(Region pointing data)
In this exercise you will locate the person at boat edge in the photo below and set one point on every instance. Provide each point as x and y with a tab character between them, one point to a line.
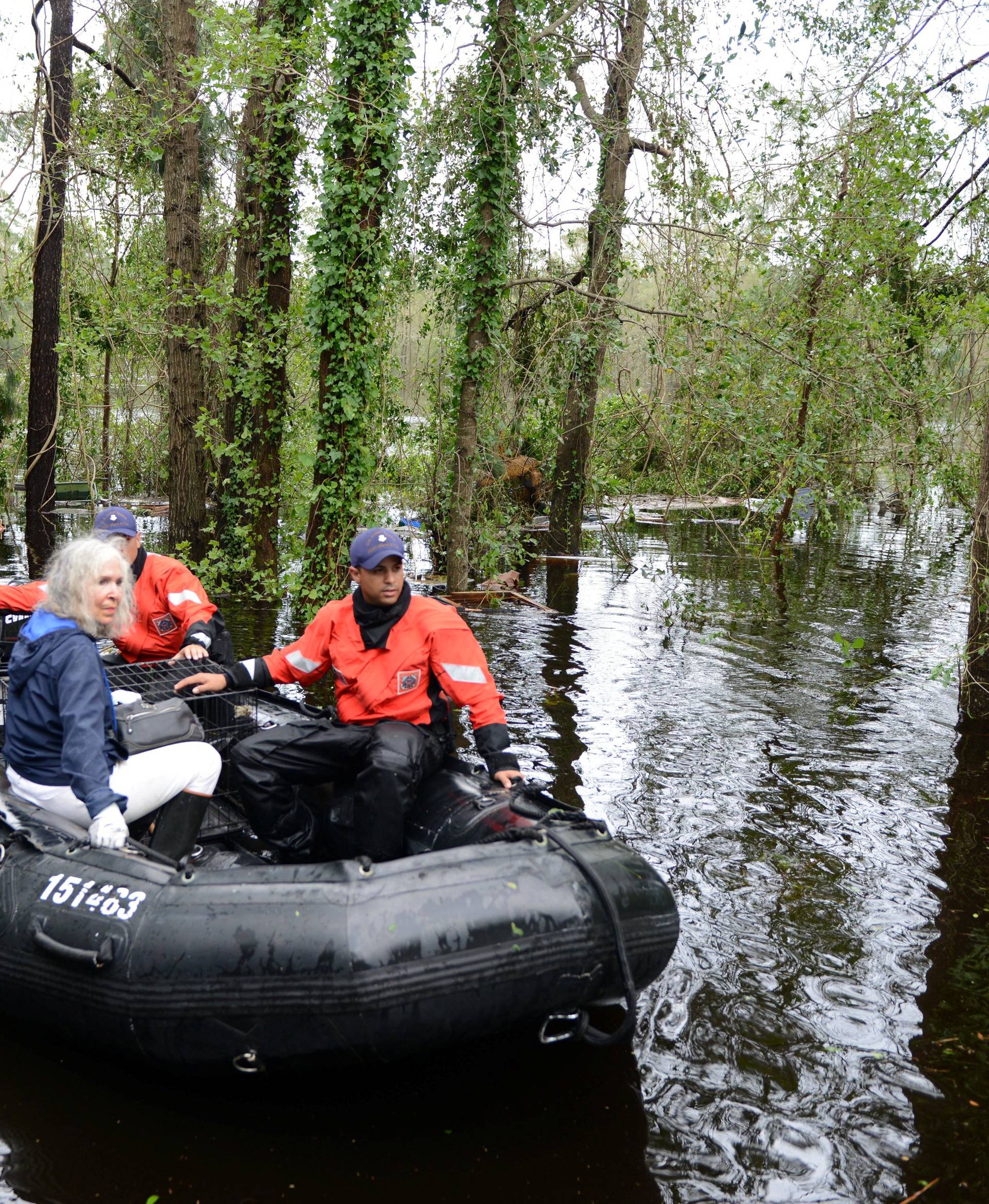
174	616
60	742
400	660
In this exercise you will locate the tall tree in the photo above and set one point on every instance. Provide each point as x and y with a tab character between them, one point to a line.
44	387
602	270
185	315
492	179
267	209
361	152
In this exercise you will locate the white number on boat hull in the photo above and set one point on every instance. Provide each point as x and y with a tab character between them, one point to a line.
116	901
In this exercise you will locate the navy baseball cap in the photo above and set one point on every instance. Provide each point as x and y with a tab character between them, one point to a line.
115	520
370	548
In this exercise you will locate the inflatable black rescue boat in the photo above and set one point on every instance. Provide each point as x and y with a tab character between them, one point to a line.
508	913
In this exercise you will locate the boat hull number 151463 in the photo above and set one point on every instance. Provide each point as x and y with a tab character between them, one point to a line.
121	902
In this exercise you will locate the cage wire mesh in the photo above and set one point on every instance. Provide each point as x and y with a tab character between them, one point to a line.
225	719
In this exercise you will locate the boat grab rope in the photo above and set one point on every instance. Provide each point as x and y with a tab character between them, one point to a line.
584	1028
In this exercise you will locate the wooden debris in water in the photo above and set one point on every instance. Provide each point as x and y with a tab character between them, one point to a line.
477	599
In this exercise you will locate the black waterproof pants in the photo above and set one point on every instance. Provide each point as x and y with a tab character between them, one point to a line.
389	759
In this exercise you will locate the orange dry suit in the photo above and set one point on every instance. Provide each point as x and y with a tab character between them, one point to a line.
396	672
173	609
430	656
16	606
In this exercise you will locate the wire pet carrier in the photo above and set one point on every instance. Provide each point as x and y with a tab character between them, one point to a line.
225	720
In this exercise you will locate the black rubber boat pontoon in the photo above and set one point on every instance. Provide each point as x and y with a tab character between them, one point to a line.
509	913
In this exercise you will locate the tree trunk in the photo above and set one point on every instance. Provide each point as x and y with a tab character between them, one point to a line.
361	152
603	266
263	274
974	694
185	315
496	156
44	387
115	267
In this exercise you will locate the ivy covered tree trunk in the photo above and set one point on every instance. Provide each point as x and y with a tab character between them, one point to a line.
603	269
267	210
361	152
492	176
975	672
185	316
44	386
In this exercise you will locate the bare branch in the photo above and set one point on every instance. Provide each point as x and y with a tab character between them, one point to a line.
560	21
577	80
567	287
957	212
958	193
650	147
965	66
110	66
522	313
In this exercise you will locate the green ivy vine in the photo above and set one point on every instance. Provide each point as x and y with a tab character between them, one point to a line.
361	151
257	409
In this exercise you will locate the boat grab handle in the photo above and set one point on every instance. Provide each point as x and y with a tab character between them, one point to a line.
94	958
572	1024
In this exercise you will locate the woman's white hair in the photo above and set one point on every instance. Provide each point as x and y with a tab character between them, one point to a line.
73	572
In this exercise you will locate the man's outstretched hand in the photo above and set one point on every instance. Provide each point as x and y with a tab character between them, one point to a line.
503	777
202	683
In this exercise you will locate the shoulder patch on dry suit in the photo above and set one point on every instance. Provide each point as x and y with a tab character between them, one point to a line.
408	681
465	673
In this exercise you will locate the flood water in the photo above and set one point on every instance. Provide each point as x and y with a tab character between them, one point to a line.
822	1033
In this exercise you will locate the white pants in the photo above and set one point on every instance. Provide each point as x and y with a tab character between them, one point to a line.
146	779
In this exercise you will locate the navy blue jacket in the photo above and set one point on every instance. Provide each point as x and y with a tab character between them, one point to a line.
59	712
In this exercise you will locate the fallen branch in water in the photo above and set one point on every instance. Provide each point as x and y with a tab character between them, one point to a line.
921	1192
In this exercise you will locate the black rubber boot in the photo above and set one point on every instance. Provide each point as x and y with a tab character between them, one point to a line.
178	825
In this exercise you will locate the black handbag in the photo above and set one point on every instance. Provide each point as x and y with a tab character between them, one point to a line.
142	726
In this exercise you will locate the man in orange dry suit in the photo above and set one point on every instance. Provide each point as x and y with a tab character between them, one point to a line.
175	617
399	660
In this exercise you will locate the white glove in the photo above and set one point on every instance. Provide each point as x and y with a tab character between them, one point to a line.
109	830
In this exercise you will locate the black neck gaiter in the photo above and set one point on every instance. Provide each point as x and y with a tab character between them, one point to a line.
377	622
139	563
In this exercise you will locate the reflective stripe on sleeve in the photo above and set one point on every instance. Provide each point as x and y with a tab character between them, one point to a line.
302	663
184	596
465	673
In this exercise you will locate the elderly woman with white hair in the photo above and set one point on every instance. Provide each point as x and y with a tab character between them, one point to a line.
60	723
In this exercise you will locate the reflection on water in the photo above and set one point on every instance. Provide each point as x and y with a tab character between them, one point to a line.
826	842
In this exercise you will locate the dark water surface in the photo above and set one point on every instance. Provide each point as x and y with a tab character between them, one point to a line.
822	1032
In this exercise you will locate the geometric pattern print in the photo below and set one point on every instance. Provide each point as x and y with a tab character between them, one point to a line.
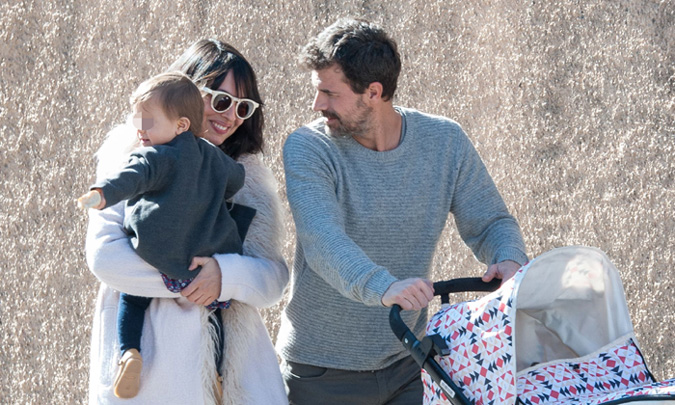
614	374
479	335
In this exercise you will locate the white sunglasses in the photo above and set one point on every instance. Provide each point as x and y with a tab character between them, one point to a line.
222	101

### GOAL OF THE EXERCISE
Give back word for word the lines from the one containing "In this exercise you will locate the black neck" through the final line of the data above. Pictures are to be left out.

### SOLVED PROBLEM
In this exercise you will locate the black neck gaiter in the photo above and set one point on every instance. Provide each point as x and y with a tab character between them, one point to a line.
377	622
139	563
In this exercise you will locate the reflective stripe on sleeve in the photo above and set one point on every instance. Provide each point as x and y with a tab character between them, one point to a line.
302	663
184	596
465	673
In this exercise you will locate the elderly woman with white hair in the photo above and set one point on every instance. Provide each point as x and y with a tab character between them, one point to a line.
60	723
In this exercise you will locate the reflection on water in the photo above and set one point on every instance. Provide each point as x and y with a tab character between them, one point to a line.
826	842
In this exercise you will locate the dark water surface in the photo above and set one point on every instance. Provide each point as x and y with a tab character between them, one point to a line.
822	1032
In this exercise you will locate the geometric pattern print in the photo below and set one point on every instance. Provide each point as x and y with a tab character between them, one point to a line.
614	374
479	335
In this exercise you will locate the white sunglasses in the photo above and set one point on every instance. Provide each point as x and y with a tab character between them, one point to a line.
222	101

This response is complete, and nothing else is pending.